Carry none of the pictures over; set down the material below exactly.
— Start of ENTRIES —
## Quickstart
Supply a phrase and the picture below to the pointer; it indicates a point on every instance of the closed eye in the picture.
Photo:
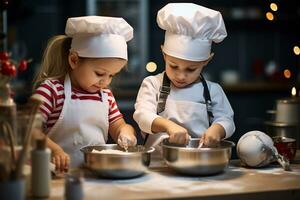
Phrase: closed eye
(191, 70)
(99, 74)
(173, 66)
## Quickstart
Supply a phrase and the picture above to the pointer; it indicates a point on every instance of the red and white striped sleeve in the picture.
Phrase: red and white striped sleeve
(48, 93)
(114, 112)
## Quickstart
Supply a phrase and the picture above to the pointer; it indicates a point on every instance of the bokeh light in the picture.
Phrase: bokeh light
(270, 16)
(287, 73)
(296, 50)
(274, 6)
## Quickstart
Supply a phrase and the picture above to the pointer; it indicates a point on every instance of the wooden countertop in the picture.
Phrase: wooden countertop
(159, 182)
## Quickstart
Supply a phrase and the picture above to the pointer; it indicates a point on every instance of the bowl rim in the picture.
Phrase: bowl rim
(137, 153)
(190, 149)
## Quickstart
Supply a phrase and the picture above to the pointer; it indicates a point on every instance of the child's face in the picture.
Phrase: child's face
(183, 72)
(94, 74)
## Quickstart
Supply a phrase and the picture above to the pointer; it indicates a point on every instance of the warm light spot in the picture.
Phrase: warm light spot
(287, 73)
(296, 50)
(269, 16)
(294, 91)
(151, 67)
(274, 6)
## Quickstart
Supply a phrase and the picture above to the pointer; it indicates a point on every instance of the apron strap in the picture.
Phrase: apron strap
(207, 99)
(165, 91)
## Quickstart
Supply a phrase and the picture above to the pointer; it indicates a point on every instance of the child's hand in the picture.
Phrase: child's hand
(61, 160)
(178, 134)
(126, 139)
(213, 136)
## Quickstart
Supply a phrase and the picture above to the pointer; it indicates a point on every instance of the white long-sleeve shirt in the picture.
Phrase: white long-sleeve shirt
(197, 123)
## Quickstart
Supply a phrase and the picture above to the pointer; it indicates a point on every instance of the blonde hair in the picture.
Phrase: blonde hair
(55, 63)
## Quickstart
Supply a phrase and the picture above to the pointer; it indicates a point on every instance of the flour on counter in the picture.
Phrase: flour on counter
(110, 151)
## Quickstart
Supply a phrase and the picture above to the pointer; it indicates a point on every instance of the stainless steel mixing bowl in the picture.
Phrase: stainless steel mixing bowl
(192, 160)
(129, 165)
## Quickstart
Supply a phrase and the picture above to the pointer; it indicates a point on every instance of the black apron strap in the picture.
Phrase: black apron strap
(165, 91)
(207, 99)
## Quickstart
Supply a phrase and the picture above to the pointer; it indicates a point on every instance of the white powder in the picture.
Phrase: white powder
(111, 151)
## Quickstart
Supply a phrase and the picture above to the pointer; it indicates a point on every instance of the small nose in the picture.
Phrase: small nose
(105, 81)
(181, 76)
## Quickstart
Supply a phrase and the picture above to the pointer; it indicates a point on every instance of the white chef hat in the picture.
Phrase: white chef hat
(190, 30)
(99, 37)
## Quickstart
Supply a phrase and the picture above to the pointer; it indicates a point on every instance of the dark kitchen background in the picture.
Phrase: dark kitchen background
(256, 64)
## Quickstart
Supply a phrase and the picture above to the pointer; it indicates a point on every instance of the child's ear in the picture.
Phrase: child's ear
(73, 59)
(209, 59)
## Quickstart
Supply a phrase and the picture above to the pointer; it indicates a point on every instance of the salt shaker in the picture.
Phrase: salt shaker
(41, 175)
(73, 187)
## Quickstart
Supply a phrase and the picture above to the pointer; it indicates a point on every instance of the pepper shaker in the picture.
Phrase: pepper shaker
(73, 187)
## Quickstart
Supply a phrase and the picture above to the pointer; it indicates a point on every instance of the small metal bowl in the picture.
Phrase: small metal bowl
(129, 165)
(191, 160)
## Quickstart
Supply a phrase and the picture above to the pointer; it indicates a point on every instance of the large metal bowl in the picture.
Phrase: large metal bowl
(132, 164)
(192, 160)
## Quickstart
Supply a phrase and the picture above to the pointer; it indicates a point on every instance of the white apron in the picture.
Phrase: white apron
(191, 115)
(81, 123)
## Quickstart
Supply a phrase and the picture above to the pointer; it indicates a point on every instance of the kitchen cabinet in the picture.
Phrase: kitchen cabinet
(160, 183)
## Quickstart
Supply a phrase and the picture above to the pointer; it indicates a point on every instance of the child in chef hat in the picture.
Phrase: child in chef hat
(73, 80)
(180, 101)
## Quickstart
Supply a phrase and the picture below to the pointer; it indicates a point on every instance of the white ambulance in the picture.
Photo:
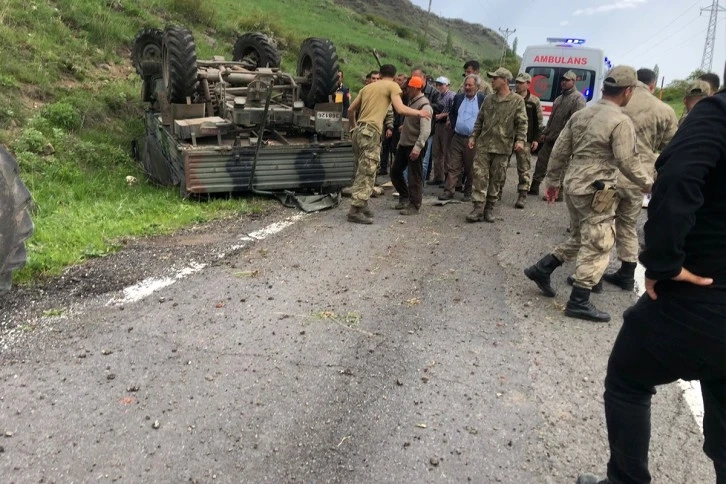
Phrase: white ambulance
(546, 64)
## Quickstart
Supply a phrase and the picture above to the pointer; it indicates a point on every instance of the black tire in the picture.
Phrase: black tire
(318, 63)
(15, 223)
(146, 48)
(179, 64)
(256, 50)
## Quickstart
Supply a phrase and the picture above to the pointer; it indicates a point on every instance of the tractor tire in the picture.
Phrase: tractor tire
(146, 48)
(15, 223)
(318, 63)
(179, 64)
(256, 50)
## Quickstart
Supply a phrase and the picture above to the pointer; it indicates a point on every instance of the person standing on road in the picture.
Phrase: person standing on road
(534, 128)
(500, 124)
(678, 328)
(566, 104)
(411, 150)
(462, 117)
(595, 143)
(372, 102)
(655, 124)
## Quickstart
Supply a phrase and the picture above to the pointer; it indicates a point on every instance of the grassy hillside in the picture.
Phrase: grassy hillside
(70, 100)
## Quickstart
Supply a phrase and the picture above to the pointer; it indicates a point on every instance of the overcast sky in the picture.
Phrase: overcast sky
(640, 33)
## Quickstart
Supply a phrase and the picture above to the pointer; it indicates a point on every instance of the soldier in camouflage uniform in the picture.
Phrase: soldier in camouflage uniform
(568, 103)
(597, 141)
(655, 124)
(534, 128)
(500, 124)
(366, 114)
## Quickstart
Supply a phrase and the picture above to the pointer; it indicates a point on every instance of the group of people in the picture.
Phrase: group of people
(603, 158)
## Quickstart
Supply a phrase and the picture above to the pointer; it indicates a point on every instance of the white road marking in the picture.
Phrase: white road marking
(150, 285)
(691, 389)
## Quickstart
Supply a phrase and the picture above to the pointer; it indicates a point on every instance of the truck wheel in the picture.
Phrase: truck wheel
(179, 64)
(318, 63)
(146, 48)
(256, 50)
(15, 223)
— End of ENTRIES —
ANSWER TO THE TASK:
## Quickstart
Supply a phrase and the picture below to the pointer; it indicates a point on every instance of the closed eye in the picture.
Photo:
Phrase: closed eye
(191, 70)
(99, 74)
(173, 66)
## Quickstart
Supply a phrase and the picture above to the pointer; it indicates a point on every instance of the red and white striped sleeve in the picture.
Phrase: red and white striped sleeve
(48, 93)
(114, 112)
## Quickstart
Supply a phrase and the picture above to the pointer; it indicates a point on every instance of the bokeh light in the picture.
Phrase: bokeh light
(270, 16)
(287, 73)
(296, 50)
(274, 6)
## Quickstart
Supply a phrase and the picture above to the pointer; it indicates a point on every instance of the wooden countertop in the picture.
Phrase: wooden countertop
(159, 182)
## Quickstart
Supply a phrase and the picture above to the pointer; it indicates a point on every instance of the bowl rim in the picture.
Phrase: bowl rim
(137, 153)
(190, 149)
## Quickstart
Supply a phrase and the picture above to the pointer; it indicates a point on every instance of the child's face in the picture.
Phrase: child's face
(183, 72)
(94, 74)
## Quickstart
Supply a phrase and the picture above to the pointer; it indicates a point on every instance of the warm light spot in the picture.
Phrase: warm light spot
(287, 73)
(296, 50)
(269, 16)
(294, 91)
(151, 67)
(274, 6)
## Quickstart
Supply a phrase and the picture above to the pointer; it indicates a point on every instance of the apron strap in the picture.
Phrase: apron strap
(207, 99)
(165, 91)
## Quickstart
Supply a phrase and the picture above to the pointer; it indicates a point on every instance of the child's hand in the picture.
Phrase: child's hand
(61, 160)
(178, 134)
(126, 139)
(213, 136)
## Quickstart
Supply a phrase and the picture above to the pointer; it indicates a point on every instance of the white long-sleeve shirt in the picture.
Phrase: white long-sleeve shirt
(197, 123)
## Quickstart
Supply a phrase and the picture above to the pointer; it indicates a point on every instance of the blonde hair in the picture.
Phrase: blonde hair
(55, 63)
## Quickstart
Supply a phrase and the picture above to the pointer; it indicates a point on every instance of the flour on counter in the picture.
Phrase: flour on counter
(110, 151)
## Quickstart
Supply a phrase and the picture above to the pointer; it indicates a point on every instance of the stainless steel mixing bowl in the picture.
Phrase: stainless steel mixing bowl
(192, 160)
(129, 165)
## Quickstart
Supply a phrase and the picture above to the pointer; it indicates a point on every instance of the black apron strap in the picture.
Phrase: black apron strap
(165, 91)
(207, 99)
## Quickstart
Supply a phrase and the picture above to the pointer; it indicates a point on every instance of the white powder in the picture.
Phrase: white powder
(111, 151)
## Quickstart
Supply a phrase and the picture above to the pointer; it indicates a point on every instance of the small nose in the picture.
Phrase: small nose
(105, 81)
(181, 76)
## Quickstart
Supply a phrase and the picture above to the pointer; it indicates a point on every instance of the white chef hat in the picture.
Phrase: white chef hat
(190, 30)
(99, 37)
## Quickstart
Supply a phrase and the picture above to the pointer; it indicates a point on every instance of the dark kitchen background in the picture.
Phrase: dark kitchen background
(256, 64)
## Quickstart
Supply a phrase and the picture above to the pointer; it indicates a point on every instance of the child's ear in the picture.
Phrase: child's ear
(73, 59)
(209, 59)
## Quickstart
Supply a phrase and the picture above to the pointer; it indicates a point on every instance of the salt shaker in the picture.
Phrase: salt shaker
(41, 175)
(73, 187)
## Quickstart
Supply a phrase and the picture above to the pointer; it indicates a point on every instance of the pepper shaker in the picture.
Phrase: pepper shaker
(73, 187)
## Quickstart
Supply a phrase and the picture above to the pointer; it indicates a point on every instance of the small metal bowl in the picture.
Phrase: small metal bowl
(129, 165)
(191, 160)
## Quickstart
Supply a phrase and the picture above to the pointer; it indicates a point on every instance of the large metal bowl in the picture.
Phrase: large metal bowl
(132, 164)
(192, 160)
## Quickstart
Supply a phrase and the picture above to the pointer; it indicates a point on every instance of the white apron in the picture.
Phrase: white apron
(191, 115)
(81, 123)
## Quickstart
Supply a phrase and the picture above to the pointer; it indicates a point on every instance of the kitchen cabinet in the picture.
Phrase: kitchen cabinet
(160, 183)
## Quickstart
Supply a phrase and the picture above to the pointer; it indicates a point on every instance of the child in chef hat in the picture.
Phrase: child in chef hat
(73, 80)
(180, 101)
## Quickstart
Supply a phrase and the picture below to the pointer; it indicates a point on every instance of the white ambulance in the picture.
Photo:
Phrase: white ambulance
(546, 64)
## Quickstart
Supply a phrase and the picture above to the pointer; it indicates a point on every instance of the black tire in the picture.
Phrase: black tire
(318, 63)
(15, 223)
(146, 48)
(179, 64)
(256, 50)
## Quickstart
Supply a phrase and the picture above to the pointer; it indicates a point on every instance of the tractor tire in the picture.
Phrase: tractor tire
(146, 48)
(15, 223)
(318, 63)
(179, 64)
(256, 50)
## Quickstart
Supply a phrase and the picture above to the pointer; it indicates a point on every instance of the person standing on road in the picture.
Phrase: person standing on road
(534, 128)
(500, 124)
(678, 328)
(566, 104)
(411, 150)
(462, 117)
(595, 143)
(372, 102)
(655, 124)
## Quickstart
Supply a phrase and the picture above to the pointer; it indicates a point on every instance of the grassy hillside in the picture.
Phrase: grassy hillside
(70, 100)
## Quickstart
Supply a phrase and the picture above to the pointer; it indicates a point on every instance of the overcast sky in the picture.
Phrase: overcast sky
(640, 33)
## Quickstart
Supply a phrase and the picture above to the pointer; it indicates a point on every instance of the soldier in camouflage uniform in the picture.
Phrase: soldier in camouflage uniform
(568, 103)
(597, 141)
(655, 124)
(534, 128)
(500, 124)
(366, 114)
## Quickstart
Supply a phrase and the picture above to the pointer; it indicates a point on every instance of the group of people in the picture.
Phrase: group of people
(603, 158)
## Quickstart
Supply a phrase and the picture above to the pointer; it indicates a point on every instance of the white road marking in the picture.
Phrase: white road marking
(150, 285)
(691, 389)
## Quickstart
Supply a phrase and the picture above to the pointer; it indicates a point on every instance of the truck wheel in the picture.
Phrase: truck wheel
(179, 64)
(318, 63)
(146, 48)
(256, 50)
(15, 223)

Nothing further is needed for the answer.